(課題一覧)
a: 手書き文字のデータ化についての本文に照らして、次の(i)〜(iii)がそれぞれ合っているかを「はい」か「いいえ」で答え、決め手となる本文の語句をそのまま引用してください。(i) 手書き文字の認識率は印刷体より低い。(ii) 手動入力では、入力する人が違っても精度に差は出ない。(iii) 書類の量が少なければ、手動入力のほうがツールより早く終わる。
b: 手書き文字のデータ化についての本文では、代行業者への依頼はどのような場合に向いているとされているか。

(本文)
####################

手書き文字をデータ化する方法!OCRを利用するメリットやおすすめツール
請求書や申込書、アンケートなど、手書き文字の書類を使う企業は多いです。
紙に書かれた手書き文字は、スキャンし、OCR機能を使って文字を認識させることでデータ化できます。文字のデータ化には、業務効率の向上など、企業にとって多くのメリットがあります。
ただし、手書きの文字の認識は、印刷体と比べると認識率が低く、修正作業が必要な場合があります。このような性能は、OCRのサービスや機能によって異なるため、導入前の確認が重要です。
ここでは、手書き文字をデータ化する方法について、OCRを利用するメリットやおすすめツールを紹介します。OCRの導入を検討の際は、ぜひ参考にしてください。
手書きの文字をデータ化する方法
人の手で書かれた文字は、次の3つの方法でデータ化できます。それぞれ、特徴が異なるので説明します。
【手動で入力する】
書類を目視し、キーボードを使ってExcelなどのシステムに手入力する方法です。書類の量やデータ化の頻度が少ない場合は、手入力でも支障はないかもしれません。
§メリット
●書類の量が少ない場合、ツールを使うよりも早く完了する
●読みにくい文字や誤字、フォーマットや欄外の追記の有無は関係なく再現でき、完成度が高い
§デメリット
●書類の量が多い場合、時間と人件費のコストがかかる
●完了までの時間を予測しにくい
●ミスが起きることがある
●入力する人によって精度に差がある
【業者に依頼する】
文字のデータ化専門の代行業者を利用する方法です。大量の書類を短期間で処理しなければならないなどの場合に向いているでしょう。

####################

(与えられた行)
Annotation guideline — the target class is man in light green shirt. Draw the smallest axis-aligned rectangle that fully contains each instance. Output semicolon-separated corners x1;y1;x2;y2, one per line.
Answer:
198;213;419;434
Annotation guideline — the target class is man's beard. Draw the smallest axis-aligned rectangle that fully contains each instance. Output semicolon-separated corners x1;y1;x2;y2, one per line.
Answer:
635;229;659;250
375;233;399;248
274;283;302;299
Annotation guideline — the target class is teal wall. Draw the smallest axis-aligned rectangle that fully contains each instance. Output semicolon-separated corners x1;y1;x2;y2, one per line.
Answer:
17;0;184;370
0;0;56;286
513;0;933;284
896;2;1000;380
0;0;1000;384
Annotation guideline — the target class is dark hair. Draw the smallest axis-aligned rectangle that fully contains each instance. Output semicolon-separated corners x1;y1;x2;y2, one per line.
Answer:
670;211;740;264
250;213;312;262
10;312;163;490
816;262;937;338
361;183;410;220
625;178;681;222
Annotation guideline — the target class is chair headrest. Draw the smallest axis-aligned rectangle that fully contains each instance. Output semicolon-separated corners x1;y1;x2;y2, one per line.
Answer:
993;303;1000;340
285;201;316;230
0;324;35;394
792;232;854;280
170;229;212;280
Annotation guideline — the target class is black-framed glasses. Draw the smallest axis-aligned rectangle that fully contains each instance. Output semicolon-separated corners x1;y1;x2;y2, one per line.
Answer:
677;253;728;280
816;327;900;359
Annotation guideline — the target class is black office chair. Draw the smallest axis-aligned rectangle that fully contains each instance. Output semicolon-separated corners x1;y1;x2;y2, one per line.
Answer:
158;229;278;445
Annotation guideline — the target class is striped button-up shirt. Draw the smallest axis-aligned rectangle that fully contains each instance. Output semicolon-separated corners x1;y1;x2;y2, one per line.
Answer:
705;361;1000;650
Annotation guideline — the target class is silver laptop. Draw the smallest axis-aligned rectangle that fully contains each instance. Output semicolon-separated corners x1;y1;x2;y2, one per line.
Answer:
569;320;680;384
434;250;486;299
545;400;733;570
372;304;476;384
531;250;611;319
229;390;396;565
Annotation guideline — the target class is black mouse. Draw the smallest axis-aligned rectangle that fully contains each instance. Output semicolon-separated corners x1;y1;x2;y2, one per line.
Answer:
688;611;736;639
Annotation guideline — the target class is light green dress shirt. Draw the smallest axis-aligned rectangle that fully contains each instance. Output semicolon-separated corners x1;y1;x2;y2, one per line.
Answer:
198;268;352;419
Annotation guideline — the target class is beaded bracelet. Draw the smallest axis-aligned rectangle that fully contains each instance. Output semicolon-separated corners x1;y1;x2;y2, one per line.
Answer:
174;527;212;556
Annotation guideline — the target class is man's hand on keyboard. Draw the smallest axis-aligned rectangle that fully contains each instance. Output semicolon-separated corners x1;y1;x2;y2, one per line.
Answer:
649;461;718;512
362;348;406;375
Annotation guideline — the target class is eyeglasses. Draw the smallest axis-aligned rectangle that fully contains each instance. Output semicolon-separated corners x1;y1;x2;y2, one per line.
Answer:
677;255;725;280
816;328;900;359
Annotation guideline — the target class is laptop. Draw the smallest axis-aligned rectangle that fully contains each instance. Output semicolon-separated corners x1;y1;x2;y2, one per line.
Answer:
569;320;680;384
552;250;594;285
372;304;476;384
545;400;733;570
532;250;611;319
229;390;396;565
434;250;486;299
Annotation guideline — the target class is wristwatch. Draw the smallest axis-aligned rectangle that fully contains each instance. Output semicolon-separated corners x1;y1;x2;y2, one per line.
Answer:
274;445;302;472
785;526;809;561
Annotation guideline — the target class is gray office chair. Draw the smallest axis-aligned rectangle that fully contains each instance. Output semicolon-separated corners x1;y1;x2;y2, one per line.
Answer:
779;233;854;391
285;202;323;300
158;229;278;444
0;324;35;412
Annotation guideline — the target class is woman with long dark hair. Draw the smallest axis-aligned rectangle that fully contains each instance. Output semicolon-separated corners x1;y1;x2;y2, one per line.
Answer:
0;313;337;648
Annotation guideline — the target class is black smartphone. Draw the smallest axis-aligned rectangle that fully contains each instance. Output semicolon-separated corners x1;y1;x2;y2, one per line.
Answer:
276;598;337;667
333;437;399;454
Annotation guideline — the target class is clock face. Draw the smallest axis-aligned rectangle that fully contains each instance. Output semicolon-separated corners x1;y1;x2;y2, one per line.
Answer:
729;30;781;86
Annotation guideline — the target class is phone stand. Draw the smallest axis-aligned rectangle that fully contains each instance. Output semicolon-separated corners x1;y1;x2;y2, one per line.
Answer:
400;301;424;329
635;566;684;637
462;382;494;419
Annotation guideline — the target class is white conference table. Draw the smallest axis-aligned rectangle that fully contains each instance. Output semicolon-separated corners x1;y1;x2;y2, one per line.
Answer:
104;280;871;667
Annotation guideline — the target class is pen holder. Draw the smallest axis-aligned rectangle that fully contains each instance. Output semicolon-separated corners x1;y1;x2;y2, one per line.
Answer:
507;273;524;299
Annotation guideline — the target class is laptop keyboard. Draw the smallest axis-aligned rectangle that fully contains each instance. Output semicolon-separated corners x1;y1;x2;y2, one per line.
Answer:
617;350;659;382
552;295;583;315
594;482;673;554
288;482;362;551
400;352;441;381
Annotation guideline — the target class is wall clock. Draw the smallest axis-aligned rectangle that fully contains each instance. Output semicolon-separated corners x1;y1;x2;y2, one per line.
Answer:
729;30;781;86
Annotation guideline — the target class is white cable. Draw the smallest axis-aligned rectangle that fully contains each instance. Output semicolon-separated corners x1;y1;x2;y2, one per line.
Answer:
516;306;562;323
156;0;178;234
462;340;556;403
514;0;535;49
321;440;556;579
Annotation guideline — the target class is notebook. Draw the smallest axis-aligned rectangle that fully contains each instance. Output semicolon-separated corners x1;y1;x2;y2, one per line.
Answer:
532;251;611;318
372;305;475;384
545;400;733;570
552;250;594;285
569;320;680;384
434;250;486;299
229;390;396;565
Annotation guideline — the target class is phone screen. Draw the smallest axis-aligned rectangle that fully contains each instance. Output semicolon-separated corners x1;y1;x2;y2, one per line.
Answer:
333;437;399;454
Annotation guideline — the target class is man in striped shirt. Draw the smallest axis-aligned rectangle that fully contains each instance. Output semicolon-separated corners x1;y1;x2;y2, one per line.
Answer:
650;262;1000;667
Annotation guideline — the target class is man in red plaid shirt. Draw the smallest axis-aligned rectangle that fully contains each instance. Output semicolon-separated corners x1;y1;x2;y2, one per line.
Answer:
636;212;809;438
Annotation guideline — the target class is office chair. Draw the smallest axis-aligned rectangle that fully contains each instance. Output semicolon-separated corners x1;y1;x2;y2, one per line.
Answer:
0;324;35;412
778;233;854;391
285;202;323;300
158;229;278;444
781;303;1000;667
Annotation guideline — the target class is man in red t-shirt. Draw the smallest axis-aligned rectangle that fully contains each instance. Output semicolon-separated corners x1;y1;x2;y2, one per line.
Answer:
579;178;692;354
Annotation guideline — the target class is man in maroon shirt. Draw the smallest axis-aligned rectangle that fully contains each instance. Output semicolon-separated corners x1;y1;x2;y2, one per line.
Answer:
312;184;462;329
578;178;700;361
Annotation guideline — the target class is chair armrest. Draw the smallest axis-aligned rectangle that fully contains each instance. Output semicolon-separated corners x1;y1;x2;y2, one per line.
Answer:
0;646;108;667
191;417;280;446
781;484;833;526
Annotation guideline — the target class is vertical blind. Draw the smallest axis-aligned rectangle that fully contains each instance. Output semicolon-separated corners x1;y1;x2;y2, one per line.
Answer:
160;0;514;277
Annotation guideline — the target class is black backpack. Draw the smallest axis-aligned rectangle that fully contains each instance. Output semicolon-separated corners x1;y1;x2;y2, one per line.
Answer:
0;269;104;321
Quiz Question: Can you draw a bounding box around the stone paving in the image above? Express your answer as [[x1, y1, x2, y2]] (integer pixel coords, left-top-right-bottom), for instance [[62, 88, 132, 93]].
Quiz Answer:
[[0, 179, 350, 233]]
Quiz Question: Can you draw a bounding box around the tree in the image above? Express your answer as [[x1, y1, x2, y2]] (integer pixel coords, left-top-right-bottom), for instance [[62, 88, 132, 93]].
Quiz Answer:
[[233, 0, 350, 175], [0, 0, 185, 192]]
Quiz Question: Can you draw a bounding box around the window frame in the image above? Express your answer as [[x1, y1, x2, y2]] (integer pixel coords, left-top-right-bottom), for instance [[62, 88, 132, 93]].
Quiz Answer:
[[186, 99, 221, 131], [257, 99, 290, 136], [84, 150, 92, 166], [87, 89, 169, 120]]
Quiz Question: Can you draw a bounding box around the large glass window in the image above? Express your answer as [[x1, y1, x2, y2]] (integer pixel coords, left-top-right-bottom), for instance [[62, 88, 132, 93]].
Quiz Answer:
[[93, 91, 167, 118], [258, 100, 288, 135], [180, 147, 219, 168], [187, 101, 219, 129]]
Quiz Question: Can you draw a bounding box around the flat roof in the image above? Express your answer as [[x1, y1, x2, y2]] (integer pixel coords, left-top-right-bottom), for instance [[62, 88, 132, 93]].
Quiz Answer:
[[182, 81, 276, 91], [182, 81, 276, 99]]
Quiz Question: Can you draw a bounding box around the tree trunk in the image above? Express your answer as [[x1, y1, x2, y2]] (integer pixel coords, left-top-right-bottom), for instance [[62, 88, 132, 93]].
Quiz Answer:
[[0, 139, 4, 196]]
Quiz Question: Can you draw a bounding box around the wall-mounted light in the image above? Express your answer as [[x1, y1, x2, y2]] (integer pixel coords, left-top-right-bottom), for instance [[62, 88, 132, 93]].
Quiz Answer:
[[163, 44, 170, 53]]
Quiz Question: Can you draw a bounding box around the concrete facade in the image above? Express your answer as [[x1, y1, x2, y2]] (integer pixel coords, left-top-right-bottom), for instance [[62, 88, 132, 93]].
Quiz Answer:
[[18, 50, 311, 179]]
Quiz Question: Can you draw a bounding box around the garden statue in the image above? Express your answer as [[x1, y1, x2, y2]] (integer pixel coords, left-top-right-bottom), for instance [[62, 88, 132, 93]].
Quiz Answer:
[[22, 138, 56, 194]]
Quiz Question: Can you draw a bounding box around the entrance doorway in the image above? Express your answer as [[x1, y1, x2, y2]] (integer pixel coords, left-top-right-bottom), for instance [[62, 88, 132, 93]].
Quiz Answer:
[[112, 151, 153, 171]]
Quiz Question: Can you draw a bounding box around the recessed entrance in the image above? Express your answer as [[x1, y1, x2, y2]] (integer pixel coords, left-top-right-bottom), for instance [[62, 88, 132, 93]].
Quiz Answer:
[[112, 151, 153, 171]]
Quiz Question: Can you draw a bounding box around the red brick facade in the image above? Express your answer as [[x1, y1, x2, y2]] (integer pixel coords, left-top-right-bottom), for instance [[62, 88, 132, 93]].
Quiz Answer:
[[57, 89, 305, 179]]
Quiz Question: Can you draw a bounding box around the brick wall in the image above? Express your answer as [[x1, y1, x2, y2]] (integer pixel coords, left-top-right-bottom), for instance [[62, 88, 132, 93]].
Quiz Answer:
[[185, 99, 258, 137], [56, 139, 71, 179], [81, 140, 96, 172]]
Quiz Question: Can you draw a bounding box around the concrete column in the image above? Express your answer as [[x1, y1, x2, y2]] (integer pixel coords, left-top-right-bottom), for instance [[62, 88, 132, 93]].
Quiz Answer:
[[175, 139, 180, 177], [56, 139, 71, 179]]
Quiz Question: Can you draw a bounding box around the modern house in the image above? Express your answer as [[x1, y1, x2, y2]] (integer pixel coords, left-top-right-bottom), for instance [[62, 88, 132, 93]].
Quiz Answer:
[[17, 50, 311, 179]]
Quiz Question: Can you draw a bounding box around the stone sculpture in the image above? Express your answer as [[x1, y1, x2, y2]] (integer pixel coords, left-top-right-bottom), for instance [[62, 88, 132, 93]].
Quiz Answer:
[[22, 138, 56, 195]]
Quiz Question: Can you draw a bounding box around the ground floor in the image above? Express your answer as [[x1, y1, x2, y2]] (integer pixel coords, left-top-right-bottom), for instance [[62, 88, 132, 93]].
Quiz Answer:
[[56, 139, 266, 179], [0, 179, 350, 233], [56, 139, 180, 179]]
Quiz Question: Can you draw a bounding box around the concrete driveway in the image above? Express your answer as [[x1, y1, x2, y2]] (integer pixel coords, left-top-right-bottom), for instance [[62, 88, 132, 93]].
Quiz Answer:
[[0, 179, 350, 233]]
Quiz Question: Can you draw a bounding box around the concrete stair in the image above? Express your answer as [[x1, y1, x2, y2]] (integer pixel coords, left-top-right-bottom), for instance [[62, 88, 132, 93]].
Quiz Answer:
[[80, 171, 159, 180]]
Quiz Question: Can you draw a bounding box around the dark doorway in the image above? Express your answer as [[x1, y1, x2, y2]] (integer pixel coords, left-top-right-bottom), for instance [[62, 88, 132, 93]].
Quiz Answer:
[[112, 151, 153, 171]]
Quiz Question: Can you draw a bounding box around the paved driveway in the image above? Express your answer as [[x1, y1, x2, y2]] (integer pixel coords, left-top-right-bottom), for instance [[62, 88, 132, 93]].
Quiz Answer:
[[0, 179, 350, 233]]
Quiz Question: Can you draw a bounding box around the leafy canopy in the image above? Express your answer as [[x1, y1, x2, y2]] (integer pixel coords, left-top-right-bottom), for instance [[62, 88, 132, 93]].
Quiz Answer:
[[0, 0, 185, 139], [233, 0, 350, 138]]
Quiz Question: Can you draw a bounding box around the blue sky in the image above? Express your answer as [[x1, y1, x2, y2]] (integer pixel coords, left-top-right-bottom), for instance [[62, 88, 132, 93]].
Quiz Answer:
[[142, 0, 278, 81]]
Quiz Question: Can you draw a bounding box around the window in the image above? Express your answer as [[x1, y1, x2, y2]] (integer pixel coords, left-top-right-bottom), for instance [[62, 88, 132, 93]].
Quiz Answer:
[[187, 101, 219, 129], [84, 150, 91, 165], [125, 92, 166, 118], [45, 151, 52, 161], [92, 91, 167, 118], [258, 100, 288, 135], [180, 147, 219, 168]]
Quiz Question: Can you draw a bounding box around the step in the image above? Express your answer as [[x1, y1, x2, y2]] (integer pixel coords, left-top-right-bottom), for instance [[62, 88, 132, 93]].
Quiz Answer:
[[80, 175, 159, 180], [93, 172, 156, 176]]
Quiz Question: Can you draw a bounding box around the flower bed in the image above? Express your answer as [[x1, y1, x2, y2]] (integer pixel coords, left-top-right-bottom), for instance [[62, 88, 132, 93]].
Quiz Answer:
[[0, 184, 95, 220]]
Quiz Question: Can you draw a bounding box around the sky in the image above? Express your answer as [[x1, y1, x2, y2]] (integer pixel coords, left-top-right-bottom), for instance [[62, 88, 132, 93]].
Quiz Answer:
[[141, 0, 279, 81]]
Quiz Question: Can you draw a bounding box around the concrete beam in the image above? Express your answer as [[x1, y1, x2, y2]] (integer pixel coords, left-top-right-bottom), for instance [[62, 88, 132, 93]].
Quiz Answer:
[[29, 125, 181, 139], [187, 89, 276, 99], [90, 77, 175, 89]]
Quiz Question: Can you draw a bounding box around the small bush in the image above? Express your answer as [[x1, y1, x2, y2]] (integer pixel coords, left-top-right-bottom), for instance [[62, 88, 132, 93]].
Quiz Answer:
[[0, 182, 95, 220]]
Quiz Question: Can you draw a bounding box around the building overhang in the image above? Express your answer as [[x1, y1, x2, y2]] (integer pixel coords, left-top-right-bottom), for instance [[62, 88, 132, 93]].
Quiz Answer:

####################

(各課題の解答)
a:
(i) はい。「手書きの文字の認識は、印刷体と比べると認識率が低く」
(ii) いいえ。「入力する人によって精度に差がある」
(iii) はい。「書類の量が少ない場合、ツールを使うよりも早く完了する」

b: 大量の書類を短期間で処理しなければならないなどの場合。